◆ **Polecenia do wykonania**
1 – Dlaczego tekst dokumentu wspomina przede wszystkim o kobietach?
2 – Proszę przepisać wiernie fragment tekstu dokumentu, zaczynając od „Większość znajomych mi” i kontynuując aż do „mnie o dreszcze.”.

13 marca 2013

Wciąż widzę… martwych ludzi


DHAKA, BANGLADESZ

Większość znajomych mi kobiet zdaje się wieść życie w cichej desperacji. Być może rozciąga się to również na mężczyzn. Ale wspominam przede wszystkim o kobietach, ponieważ to w ich oczach widzę bezradność, która zradza się z lat bezowocnego trudu. Niektóre go akceptują, inne nie. Te, które potrafią pogodzić się z bezradnością, stają się zrezygnowane i żyją ze świadomością, że ich życie się nie zmieni i nie stanie lepsze. Te, które nie mogą – cierpią w milczeniu, pogrążone w depresji desperacko szukają odpowiedzi na pytanie, jak mają zmienić swoje życie. Po latach omamiania[1] i deptania ich marzeń, niektóre cicho się poddają. Te ciche śmierci przyprawiają mnie o dreszcze.

◆ **Surowe dane**

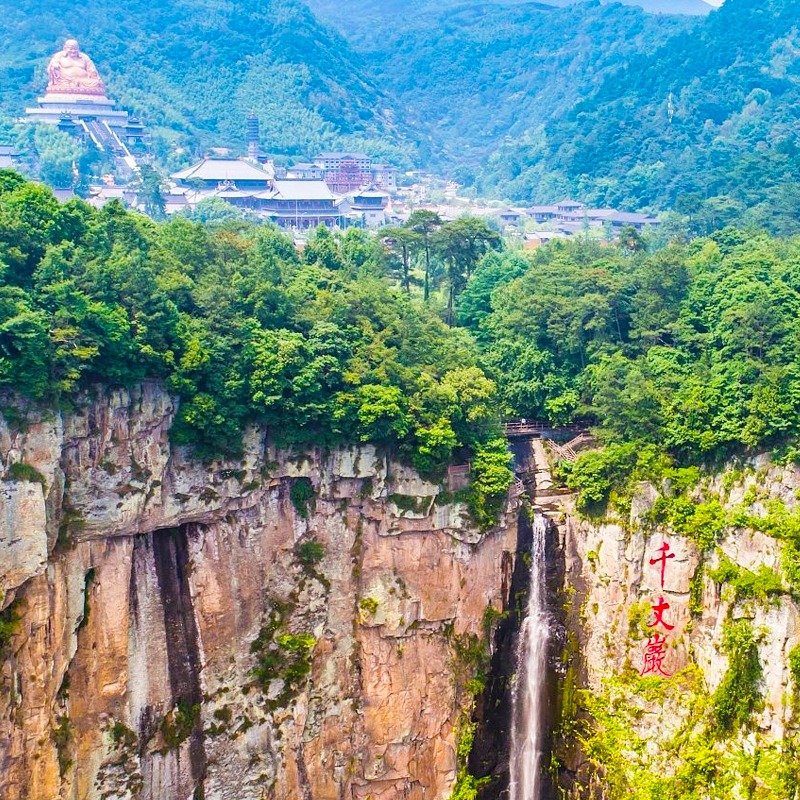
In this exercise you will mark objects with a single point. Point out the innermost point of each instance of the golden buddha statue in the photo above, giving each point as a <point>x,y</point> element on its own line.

◆ **Rozwiązania zadań**
1 – Ponieważ to w ich oczach widać bezradność, która rodzi się z lat bezowocnego trudu.

2 –
Większość znajomych mi kobiet zdaje się wieść życie w cichej desperacji. Być może rozciąga się to również na mężczyzn. Ale wspominam przede wszystkim o kobietach, ponieważ to w ich oczach widzę bezradność, która zradza się z lat bezowocnego trudu. Niektóre go akceptują, inne nie. Te, które potrafią pogodzić się z bezradnością, stają się zrezygnowane i żyją ze świadomością, że ich życie się nie zmieni i nie stanie lepsze. Te, które nie mogą – cierpią w milczeniu, pogrążone w depresji desperacko szukają odpowiedzi na pytanie, jak mają zmienić swoje życie. Po latach omamiania[1] i deptania ich marzeń, niektóre cicho się poddają. Te ciche śmierci przyprawiają mnie o dreszcze.